* **CHALLENGE**
Find every line in the listing that contains the word "road" and copy each of those lines. Case counts.

* **Stored items**
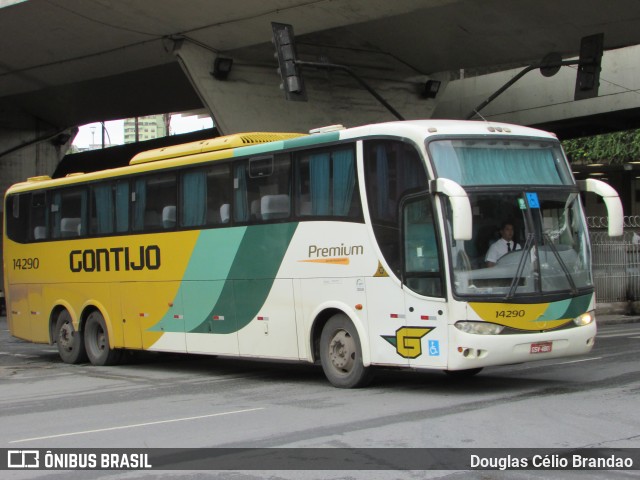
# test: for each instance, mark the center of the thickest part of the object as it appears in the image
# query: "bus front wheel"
(341, 354)
(96, 341)
(69, 340)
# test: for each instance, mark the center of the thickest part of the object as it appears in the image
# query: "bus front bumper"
(467, 350)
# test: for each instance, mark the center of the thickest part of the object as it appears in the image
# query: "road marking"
(21, 355)
(612, 335)
(578, 361)
(136, 425)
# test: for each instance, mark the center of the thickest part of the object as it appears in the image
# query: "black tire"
(341, 354)
(96, 341)
(69, 341)
(463, 373)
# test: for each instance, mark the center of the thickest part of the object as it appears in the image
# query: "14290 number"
(26, 263)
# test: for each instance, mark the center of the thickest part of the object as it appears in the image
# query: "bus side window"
(421, 252)
(150, 197)
(392, 169)
(69, 209)
(101, 221)
(326, 183)
(17, 215)
(39, 221)
(262, 189)
(203, 192)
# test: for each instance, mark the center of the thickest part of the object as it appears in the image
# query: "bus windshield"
(474, 161)
(524, 243)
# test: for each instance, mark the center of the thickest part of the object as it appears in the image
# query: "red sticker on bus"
(542, 347)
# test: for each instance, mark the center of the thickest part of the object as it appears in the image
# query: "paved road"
(187, 401)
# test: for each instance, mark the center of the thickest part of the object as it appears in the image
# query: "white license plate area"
(540, 347)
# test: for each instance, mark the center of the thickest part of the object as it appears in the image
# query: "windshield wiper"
(563, 266)
(525, 251)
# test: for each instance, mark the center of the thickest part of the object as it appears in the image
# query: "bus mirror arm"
(611, 201)
(460, 206)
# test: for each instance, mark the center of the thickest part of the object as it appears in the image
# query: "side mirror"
(611, 200)
(460, 206)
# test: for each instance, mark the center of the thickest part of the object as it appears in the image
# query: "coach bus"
(352, 248)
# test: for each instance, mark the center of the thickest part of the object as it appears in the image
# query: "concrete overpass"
(71, 62)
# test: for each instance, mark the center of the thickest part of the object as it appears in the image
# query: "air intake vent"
(211, 145)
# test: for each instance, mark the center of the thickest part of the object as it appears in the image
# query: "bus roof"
(255, 143)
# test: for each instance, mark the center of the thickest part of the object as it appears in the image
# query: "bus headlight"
(479, 328)
(584, 319)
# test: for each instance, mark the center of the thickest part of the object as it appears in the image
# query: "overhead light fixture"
(431, 88)
(221, 68)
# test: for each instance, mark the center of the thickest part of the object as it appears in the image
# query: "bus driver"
(502, 246)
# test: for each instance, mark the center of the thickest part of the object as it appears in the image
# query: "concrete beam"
(28, 148)
(251, 100)
(535, 99)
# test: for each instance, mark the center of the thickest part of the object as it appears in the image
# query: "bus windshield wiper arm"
(563, 266)
(514, 283)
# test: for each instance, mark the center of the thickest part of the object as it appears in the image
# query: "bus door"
(18, 311)
(211, 324)
(39, 320)
(268, 307)
(386, 319)
(425, 336)
(152, 316)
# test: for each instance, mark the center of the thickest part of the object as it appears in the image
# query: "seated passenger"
(502, 246)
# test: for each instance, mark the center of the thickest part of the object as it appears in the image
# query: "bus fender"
(59, 305)
(93, 305)
(339, 307)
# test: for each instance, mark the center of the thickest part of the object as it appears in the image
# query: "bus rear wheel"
(96, 341)
(69, 340)
(341, 354)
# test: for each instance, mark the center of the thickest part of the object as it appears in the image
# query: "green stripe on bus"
(251, 277)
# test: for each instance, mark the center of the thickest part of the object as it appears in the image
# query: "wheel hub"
(342, 351)
(65, 337)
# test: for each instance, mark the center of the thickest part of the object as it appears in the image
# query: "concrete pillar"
(251, 100)
(29, 148)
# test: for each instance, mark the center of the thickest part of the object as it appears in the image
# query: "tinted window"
(154, 202)
(206, 196)
(17, 215)
(262, 189)
(392, 169)
(327, 183)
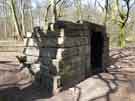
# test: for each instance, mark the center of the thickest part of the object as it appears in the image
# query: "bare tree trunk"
(13, 9)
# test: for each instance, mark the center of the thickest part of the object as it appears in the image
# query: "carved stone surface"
(64, 53)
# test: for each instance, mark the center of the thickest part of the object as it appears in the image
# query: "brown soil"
(121, 74)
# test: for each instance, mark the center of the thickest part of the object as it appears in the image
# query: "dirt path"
(116, 85)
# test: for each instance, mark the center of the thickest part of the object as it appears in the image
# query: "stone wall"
(63, 55)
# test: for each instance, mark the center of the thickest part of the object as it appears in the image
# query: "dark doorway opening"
(96, 52)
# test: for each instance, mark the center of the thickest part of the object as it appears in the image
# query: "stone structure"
(69, 54)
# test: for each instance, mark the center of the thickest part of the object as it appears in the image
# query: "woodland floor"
(116, 85)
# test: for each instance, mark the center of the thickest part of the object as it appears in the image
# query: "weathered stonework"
(64, 55)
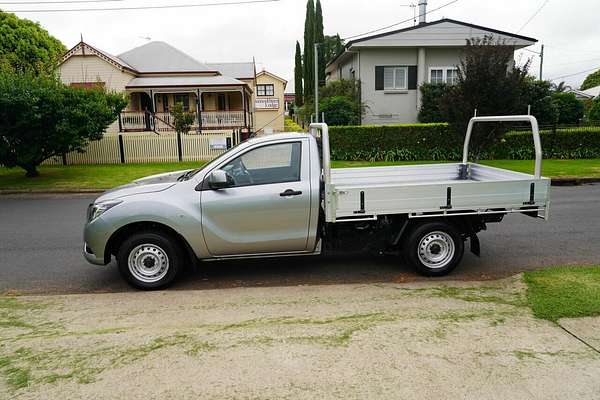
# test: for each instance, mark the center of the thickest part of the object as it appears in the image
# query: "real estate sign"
(267, 104)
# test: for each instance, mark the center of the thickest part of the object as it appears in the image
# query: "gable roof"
(82, 48)
(239, 70)
(441, 21)
(162, 57)
(264, 72)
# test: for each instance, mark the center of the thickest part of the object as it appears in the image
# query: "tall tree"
(592, 80)
(333, 46)
(27, 47)
(299, 92)
(309, 44)
(42, 118)
(486, 84)
(320, 38)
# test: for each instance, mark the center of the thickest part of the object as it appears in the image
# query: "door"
(268, 208)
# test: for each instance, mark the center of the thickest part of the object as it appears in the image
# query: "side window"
(277, 163)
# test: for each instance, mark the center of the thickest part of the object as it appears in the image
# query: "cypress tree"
(309, 44)
(320, 38)
(298, 76)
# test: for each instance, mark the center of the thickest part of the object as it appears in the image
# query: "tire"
(150, 260)
(434, 248)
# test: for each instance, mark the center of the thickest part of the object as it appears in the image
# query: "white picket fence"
(137, 148)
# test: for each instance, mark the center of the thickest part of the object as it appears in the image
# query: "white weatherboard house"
(156, 76)
(393, 65)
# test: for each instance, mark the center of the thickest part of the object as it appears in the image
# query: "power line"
(534, 15)
(576, 73)
(574, 62)
(230, 3)
(57, 2)
(399, 23)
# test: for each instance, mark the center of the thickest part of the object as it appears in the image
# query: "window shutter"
(379, 71)
(412, 77)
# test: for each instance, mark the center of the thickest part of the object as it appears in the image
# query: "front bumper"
(95, 236)
(91, 257)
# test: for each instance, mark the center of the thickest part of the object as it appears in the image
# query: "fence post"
(179, 147)
(121, 149)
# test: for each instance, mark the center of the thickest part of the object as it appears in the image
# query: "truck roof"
(278, 136)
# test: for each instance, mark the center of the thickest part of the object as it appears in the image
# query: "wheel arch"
(113, 243)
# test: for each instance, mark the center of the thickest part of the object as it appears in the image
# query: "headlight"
(97, 209)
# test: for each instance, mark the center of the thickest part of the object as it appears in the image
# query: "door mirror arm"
(220, 179)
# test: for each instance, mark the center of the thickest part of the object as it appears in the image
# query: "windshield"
(192, 173)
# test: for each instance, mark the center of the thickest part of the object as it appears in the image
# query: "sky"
(569, 29)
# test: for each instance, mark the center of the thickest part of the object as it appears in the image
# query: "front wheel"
(150, 260)
(434, 248)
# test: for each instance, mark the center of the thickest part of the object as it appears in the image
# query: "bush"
(42, 118)
(570, 110)
(436, 142)
(394, 143)
(430, 106)
(594, 112)
(340, 110)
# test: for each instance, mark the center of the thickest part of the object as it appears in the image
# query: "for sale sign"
(267, 104)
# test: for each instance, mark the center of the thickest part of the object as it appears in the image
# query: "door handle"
(290, 192)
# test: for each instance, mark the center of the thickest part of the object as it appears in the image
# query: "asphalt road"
(41, 240)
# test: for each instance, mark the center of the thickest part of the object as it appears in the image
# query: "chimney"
(422, 11)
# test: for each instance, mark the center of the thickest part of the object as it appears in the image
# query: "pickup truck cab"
(276, 195)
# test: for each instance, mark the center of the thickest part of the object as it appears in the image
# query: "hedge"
(437, 142)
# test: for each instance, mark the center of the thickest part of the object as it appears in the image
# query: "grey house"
(392, 65)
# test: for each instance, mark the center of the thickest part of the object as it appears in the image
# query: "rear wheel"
(434, 248)
(150, 260)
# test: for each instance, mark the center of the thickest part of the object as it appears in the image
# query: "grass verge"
(74, 177)
(564, 292)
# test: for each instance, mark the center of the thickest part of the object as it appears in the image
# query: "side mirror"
(220, 179)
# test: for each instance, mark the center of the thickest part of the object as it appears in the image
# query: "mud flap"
(475, 249)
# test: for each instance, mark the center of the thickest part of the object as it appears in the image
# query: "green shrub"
(570, 110)
(340, 110)
(594, 111)
(436, 142)
(430, 102)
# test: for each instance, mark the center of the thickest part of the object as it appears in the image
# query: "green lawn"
(106, 176)
(550, 168)
(85, 176)
(564, 292)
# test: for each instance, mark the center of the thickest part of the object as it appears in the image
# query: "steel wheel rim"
(148, 263)
(436, 250)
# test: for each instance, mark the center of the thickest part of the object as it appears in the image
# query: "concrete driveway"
(41, 239)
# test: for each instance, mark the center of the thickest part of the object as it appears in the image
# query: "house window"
(451, 76)
(447, 75)
(165, 101)
(395, 78)
(184, 99)
(265, 90)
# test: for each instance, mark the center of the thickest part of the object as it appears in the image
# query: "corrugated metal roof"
(161, 57)
(170, 81)
(594, 91)
(238, 70)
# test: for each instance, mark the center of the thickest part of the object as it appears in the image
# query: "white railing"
(164, 121)
(133, 121)
(226, 119)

* **THE OUTPUT**
# query: "road marking"
# query: "paved road"
# query: "asphalt road"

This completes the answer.